Scribe rates of 1 or more, or 5 or more, or 10 or more
meters/second can also be used. The grooves or scribes in the back
contact metal preferably are about 10 micrometers to about 150
micrometers wide, preferably from about 40 micrometers to about 80
micrometers wide and are preferably parallel to and suitably
spaced, suitably about 25 micrometers to about 100 micrometers,
preferably from about 40 micrometers to about 80 micrometers from
the strips or scribes in the amorphous silicon semiconductor
layers.
[0044] The ablation of the semiconductor material to form the
scribes or grooves in the metal contact layer is believed to
produce particulates, for example, particulate silicon from the
ablation of amorphous silicon, which structurally weaken and burst
through the portions of metal film overlying the ablated
semiconductor material to form the grooves or scribes that separate
the metal film into a plurality of back electrodes. Such scribes
are preferably substantially continuous. The exact laser parameters
required to produce such continuous scribes in the metal film will,
of course, depend on a number of factors, such as the thickness and
material of the metal film, the characteristic wavelength of the
laser selected, the power density of the laser, the pulse
repetition rate and pulse duration of the laser, and the scribing
feed rate. After the removal of the back contact, particularly
after using the laser method, the photovoltaic cell is preferably
cleaned, preferably using an ultrasonic bath. The cleaning process
removes dust particles and melted materials along the edges of the
scribe patterns thereby reducing shunting.
[0045] Methods for removing the back contact layer using a laser
process are described in U.S. patent application Ser. No.
09/891/752 and PCT/US 01/20398 which are incorporated herein by
reference in their entirety. In addition to disclosing the method
of forming the laser scribes in the back contact, they also
describe the dimensions of the laser scribes. They also describe a
method for forming in the back contact a series of scribes that
impart partial transparency to the photovoltaic device or imparting
designs. Such laser scribing methods described therein can also be
use in the continuous or semi-continuous process of this
invention.
[0046] The process of this invention is preferably carried out in
the continuous mode. In that mode, the substrate, preferably a flat
glass substrate and preferably a low iron glass, is moved or
carried along (the substrate positioned vertically, near
vertically, or horizontally) a conveying system, for example
rollers, through a series of deposition chambers where the various
layers of the photovoltaic device as described above are deposited
on the substrate. In order to enhance the speed of the process the
substrate is moved through the different deposition steps at the
same or about the same temperatures and preferably at the same or
about the same pressures. For example, each deposition or laser
scribing step is, in relation to its adjacent deposition or laser
scribing step, at a temperature of .+-.2 to 25.degree. C., or .+-.2
to 10.degree. C., or .+-.1-5.degree. C. and at a pressure of .+-.20
Torr or .+-.10 Torr or .+-.5 Torr compared to its adjacent
deposition or scribing step. This is particularly preferable with
respect to the deposition step for the CTO front contact layer,
scribing of the front contact layer, deposition of the amorphous
silicon layer, scribing of the amorphous silicon layer and, if
used, second CTO layer for the back contact. In this manner it is
not necessary to repeatedly cool and then reheat the substrate
which would be time consuming and energy inefficient. In addition,
in the continuous process of this invention the scribing steps to
scribe the front contact and the amorphous layers, which are
preferably accomplished by laser scribing, are also accomplished
while the substrate and the conductive and semiconductor layer
deposited thereon are at an elevated temperature and at the reduced
pressures preferably used for the deposition procedures as
described above.

» **Exercise goal**: Extend the patent excerpt on laser scribing and continuous deposition for photovoltaic devices, picking up after its final sentence. The rows that follow play no part here.

» **Items**:
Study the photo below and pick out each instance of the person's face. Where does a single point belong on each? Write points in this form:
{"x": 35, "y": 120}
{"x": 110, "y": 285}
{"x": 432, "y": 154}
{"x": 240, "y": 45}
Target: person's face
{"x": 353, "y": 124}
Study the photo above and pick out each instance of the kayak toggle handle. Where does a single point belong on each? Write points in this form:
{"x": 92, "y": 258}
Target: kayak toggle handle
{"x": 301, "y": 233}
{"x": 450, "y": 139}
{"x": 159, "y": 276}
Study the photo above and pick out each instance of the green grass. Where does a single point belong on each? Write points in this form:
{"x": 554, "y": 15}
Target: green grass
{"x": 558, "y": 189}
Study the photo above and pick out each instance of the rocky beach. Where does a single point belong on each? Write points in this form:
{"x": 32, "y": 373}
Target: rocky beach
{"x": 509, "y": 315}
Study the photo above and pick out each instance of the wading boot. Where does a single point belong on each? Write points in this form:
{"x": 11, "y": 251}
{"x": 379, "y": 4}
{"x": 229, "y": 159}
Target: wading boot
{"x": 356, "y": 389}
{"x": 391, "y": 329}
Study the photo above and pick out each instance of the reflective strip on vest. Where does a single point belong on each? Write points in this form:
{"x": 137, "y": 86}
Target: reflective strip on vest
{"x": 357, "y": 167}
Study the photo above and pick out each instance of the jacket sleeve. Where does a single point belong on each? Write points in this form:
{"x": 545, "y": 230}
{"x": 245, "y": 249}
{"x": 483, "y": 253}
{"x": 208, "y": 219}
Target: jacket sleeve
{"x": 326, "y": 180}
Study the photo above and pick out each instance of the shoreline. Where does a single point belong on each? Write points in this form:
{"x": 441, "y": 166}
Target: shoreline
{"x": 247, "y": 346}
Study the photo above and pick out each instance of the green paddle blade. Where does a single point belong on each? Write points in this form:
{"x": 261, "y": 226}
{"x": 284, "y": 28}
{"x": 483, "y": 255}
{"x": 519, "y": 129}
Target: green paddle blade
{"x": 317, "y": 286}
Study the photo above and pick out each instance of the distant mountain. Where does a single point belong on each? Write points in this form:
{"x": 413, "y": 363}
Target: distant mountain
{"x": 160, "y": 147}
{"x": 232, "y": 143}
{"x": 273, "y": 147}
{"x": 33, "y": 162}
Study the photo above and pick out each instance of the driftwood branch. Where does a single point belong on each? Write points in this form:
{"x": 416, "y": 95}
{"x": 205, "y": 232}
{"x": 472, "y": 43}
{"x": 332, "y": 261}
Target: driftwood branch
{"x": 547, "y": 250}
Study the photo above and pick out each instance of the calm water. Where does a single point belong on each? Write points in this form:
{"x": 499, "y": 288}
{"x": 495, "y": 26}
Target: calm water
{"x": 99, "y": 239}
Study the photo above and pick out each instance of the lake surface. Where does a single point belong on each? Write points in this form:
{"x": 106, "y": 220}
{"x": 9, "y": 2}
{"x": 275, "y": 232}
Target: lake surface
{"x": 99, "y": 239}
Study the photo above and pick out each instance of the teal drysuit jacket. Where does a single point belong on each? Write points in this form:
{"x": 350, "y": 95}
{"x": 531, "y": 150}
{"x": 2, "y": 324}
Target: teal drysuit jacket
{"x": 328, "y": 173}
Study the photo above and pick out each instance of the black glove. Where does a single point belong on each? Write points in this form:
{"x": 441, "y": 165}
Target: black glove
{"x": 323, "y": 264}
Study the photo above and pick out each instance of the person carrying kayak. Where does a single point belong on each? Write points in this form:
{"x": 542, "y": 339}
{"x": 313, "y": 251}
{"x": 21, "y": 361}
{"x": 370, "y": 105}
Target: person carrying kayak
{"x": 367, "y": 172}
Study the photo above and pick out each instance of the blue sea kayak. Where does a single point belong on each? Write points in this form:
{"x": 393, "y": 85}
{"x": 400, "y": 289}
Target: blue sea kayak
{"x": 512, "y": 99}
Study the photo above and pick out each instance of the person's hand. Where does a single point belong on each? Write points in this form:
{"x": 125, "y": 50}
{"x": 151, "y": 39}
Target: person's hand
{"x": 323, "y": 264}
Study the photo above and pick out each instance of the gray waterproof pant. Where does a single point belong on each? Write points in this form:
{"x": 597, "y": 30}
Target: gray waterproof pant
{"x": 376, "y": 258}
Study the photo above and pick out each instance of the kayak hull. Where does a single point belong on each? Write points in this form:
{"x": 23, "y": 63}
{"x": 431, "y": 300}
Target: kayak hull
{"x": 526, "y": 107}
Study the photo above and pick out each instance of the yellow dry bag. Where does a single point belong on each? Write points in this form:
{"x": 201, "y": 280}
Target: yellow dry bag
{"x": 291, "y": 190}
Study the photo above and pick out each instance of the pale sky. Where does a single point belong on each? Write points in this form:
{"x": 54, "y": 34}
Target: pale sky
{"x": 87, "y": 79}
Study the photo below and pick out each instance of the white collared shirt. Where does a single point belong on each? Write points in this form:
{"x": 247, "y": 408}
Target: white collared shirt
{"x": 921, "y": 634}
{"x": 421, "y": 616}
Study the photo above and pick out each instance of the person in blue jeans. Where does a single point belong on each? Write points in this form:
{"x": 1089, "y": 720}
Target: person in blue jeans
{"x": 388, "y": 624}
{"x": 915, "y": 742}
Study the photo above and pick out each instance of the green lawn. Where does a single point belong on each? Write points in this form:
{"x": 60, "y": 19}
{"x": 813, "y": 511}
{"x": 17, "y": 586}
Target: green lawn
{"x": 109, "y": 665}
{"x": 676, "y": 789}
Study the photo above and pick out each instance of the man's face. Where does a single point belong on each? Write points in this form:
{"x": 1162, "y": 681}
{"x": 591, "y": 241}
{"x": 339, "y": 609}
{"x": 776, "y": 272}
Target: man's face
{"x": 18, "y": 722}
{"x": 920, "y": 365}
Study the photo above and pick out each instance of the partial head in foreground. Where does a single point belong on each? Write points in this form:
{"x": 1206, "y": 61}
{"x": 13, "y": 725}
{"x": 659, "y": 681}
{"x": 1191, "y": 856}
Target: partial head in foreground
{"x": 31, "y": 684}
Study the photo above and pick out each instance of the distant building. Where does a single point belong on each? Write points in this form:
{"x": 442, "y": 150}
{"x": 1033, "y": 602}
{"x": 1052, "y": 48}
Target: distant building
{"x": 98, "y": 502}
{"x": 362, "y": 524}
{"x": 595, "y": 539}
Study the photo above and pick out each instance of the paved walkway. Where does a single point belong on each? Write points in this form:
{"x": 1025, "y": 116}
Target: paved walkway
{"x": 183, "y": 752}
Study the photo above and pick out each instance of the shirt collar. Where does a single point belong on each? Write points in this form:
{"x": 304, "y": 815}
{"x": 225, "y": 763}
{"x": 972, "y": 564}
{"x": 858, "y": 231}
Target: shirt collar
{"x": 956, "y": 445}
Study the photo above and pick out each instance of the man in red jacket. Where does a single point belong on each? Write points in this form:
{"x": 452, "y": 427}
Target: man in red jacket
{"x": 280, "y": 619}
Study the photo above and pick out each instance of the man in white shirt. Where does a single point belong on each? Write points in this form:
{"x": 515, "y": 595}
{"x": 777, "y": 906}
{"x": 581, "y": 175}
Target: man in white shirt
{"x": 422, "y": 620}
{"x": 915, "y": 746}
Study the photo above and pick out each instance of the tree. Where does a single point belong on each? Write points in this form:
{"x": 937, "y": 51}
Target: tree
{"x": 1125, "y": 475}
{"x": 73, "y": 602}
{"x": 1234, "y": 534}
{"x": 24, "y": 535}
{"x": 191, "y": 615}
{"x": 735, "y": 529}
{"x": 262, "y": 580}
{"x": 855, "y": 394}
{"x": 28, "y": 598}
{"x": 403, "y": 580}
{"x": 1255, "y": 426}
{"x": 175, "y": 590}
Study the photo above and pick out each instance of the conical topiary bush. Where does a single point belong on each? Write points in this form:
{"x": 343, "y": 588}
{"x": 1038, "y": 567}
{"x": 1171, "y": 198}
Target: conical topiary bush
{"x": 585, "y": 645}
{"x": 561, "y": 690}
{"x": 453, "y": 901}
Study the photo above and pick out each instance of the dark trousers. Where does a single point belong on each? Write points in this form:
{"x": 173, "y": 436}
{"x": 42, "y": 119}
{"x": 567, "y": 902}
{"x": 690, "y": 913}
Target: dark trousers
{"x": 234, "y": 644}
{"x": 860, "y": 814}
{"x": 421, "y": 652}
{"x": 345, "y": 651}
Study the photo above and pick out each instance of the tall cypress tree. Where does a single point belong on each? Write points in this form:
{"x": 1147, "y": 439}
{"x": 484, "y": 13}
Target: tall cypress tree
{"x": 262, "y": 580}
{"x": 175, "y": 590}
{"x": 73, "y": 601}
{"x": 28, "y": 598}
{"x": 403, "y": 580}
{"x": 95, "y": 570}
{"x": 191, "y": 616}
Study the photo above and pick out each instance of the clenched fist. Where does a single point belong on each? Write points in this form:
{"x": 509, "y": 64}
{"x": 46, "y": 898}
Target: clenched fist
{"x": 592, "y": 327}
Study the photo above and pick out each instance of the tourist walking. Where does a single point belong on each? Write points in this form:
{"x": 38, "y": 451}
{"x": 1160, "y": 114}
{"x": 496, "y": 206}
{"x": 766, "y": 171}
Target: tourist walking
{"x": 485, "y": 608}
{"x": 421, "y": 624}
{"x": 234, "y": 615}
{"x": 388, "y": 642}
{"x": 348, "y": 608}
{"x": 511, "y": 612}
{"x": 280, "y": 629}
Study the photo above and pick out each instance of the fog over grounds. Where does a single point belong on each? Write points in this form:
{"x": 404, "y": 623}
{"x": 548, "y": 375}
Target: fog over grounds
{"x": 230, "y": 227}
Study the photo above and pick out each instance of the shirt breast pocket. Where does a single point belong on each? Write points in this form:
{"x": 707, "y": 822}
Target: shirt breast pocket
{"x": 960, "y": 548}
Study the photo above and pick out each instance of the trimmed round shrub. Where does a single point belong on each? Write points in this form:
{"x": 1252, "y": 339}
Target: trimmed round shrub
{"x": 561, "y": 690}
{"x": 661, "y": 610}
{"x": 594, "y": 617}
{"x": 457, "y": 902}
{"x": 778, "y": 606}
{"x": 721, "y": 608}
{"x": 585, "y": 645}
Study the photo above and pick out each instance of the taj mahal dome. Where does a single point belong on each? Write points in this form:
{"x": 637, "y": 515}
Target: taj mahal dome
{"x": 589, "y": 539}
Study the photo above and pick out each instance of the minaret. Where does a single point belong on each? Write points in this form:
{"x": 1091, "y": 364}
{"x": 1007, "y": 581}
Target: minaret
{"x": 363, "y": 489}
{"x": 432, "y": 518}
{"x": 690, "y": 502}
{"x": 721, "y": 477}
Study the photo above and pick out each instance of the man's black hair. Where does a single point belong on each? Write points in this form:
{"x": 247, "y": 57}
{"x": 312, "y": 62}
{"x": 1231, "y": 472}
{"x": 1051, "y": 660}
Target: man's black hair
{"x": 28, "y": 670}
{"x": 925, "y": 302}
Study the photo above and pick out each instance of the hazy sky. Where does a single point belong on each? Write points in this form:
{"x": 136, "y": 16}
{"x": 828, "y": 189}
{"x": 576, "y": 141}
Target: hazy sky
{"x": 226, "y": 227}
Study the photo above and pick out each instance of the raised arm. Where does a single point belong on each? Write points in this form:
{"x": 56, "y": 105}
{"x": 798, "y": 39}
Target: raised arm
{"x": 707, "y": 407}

» **Final result**:
[0047] For example, the zinc oxide deposition of the front contact,
laser scribe of the front contact, deposition of the p, i and n
amorphous silicon layers, laser scribe of the amorphous silicon
layers, and zinc oxide deposition of the first layer of the back
contact can occur at a temperature of about 180 to about
200.degree. C. and at a pressure in the range of about 0.1 to about
2 Torr. The deposition of an aluminum back contact layer can occur
at a temperature of about 150.degree. C. but at a pressure of about
0.002 to 0.01 Torr. Thus, all the deposition steps and the laser
scribing steps that take place between the deposition steps all
occur at an elevated temperature within a certain range and all
occur at a reduced pressure thereby eliminating the need for
rapidly cooling or rapidly reheating the substrate.
[0048] In the process of this invention the chambers used to
deposit the various layers of the photovoltaic device and the
chambers used for the laser scribing steps at low pressure as
described herein may be cylindrical in geometry, which provides
strength for the low-pressure operations. A cylindrical geometry
also provides for uniform heating of the substrates. Other
geometries can be used, however. The temperature of the substrates
during processing is preferably measured using noncontact infrared
thermocouple arrays.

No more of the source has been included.